Copy exactly the line containing "1167L463 1129L455 1125L443" and each line after it to the end of the listing, and output nothing else.
BEGIN INFORMATION SUPPLIED
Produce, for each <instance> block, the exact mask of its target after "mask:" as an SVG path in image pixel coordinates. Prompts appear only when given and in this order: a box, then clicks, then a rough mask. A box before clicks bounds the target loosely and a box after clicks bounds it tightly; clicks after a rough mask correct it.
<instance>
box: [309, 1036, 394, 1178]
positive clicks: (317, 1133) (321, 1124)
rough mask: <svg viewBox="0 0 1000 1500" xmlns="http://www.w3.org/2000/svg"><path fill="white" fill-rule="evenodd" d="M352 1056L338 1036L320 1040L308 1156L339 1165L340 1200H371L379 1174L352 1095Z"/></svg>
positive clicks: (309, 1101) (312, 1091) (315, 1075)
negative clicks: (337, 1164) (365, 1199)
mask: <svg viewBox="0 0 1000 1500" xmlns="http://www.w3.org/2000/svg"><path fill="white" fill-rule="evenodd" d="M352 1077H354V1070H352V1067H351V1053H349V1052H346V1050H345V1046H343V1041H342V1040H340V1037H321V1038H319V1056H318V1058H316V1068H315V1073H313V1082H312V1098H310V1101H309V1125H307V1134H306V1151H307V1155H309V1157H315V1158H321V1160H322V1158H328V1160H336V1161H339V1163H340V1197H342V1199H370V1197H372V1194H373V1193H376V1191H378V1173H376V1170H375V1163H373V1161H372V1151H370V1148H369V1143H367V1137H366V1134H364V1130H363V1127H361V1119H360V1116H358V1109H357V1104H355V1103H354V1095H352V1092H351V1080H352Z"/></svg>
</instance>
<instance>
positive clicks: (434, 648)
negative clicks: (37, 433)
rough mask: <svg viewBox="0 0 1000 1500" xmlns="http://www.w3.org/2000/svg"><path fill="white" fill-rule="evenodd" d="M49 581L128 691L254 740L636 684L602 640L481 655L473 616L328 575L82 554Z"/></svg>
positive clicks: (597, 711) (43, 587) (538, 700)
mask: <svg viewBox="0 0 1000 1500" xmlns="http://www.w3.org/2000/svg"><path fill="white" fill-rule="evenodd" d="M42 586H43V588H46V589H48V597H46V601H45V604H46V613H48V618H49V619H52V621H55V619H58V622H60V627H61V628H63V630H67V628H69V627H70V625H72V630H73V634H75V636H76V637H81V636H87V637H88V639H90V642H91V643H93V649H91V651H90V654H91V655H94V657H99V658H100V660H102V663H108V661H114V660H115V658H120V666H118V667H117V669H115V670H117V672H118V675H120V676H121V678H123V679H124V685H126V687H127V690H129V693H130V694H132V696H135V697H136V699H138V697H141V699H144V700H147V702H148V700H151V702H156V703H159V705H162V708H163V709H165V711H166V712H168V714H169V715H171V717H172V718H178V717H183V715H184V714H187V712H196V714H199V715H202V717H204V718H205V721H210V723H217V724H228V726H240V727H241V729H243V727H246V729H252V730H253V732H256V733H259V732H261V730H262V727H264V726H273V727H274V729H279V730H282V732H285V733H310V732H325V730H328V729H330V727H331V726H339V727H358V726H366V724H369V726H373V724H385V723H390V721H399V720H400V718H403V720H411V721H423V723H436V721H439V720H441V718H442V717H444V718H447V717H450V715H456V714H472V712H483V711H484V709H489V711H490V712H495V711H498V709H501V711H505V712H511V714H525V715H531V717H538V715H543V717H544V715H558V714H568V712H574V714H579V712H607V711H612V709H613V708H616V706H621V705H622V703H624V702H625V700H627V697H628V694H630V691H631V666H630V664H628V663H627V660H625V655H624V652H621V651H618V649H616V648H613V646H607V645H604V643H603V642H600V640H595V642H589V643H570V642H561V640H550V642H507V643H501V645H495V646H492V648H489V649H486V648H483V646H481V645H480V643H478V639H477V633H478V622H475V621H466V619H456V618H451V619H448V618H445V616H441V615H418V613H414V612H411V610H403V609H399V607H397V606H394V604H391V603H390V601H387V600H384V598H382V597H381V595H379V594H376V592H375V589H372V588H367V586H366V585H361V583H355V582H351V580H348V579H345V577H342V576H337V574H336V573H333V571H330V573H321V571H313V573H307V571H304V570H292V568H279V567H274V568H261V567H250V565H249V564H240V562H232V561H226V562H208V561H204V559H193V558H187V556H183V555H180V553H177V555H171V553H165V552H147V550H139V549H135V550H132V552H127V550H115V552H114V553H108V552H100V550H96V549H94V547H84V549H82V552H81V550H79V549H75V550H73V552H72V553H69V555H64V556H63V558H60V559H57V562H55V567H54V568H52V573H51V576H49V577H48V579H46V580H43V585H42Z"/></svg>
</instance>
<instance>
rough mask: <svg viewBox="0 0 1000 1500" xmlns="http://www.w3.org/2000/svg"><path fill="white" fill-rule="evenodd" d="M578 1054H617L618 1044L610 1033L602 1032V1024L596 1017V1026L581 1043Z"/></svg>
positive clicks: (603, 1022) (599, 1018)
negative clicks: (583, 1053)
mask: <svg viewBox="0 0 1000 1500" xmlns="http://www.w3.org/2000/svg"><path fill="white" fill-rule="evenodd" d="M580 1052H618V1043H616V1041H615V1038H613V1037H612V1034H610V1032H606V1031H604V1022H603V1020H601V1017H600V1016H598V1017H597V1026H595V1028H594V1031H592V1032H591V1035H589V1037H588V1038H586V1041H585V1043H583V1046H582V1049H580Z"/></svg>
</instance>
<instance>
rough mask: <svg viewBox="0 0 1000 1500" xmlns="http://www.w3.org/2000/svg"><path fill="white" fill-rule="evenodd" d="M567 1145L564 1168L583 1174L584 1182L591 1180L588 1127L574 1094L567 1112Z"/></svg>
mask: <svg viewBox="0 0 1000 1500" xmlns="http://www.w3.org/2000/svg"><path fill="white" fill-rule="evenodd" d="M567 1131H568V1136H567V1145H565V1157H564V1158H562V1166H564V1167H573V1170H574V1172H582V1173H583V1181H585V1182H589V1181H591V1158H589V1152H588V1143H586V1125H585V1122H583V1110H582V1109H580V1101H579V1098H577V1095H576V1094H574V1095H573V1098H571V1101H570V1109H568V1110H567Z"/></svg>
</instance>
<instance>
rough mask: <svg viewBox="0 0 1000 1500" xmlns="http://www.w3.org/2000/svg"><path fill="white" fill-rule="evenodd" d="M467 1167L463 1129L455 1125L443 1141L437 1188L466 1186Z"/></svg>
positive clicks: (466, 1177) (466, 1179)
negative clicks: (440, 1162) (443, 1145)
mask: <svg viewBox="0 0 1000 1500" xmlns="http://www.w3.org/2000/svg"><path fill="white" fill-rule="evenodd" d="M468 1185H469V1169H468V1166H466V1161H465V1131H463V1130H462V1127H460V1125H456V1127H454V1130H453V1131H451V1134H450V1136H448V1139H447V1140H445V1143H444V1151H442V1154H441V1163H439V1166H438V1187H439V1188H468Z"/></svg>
END INFORMATION SUPPLIED
**ANSWER TO THIS TASK**
rough mask: <svg viewBox="0 0 1000 1500" xmlns="http://www.w3.org/2000/svg"><path fill="white" fill-rule="evenodd" d="M467 1167L463 1129L455 1125L443 1141L437 1188L466 1186Z"/></svg>
positive clicks: (466, 1177) (466, 1179)
negative clicks: (440, 1162) (443, 1145)
mask: <svg viewBox="0 0 1000 1500" xmlns="http://www.w3.org/2000/svg"><path fill="white" fill-rule="evenodd" d="M468 1185H469V1169H468V1166H466V1161H465V1131H463V1130H462V1127H460V1125H456V1127H454V1130H453V1131H451V1134H450V1136H448V1139H447V1140H445V1143H444V1151H442V1154H441V1163H439V1166H438V1187H439V1188H468Z"/></svg>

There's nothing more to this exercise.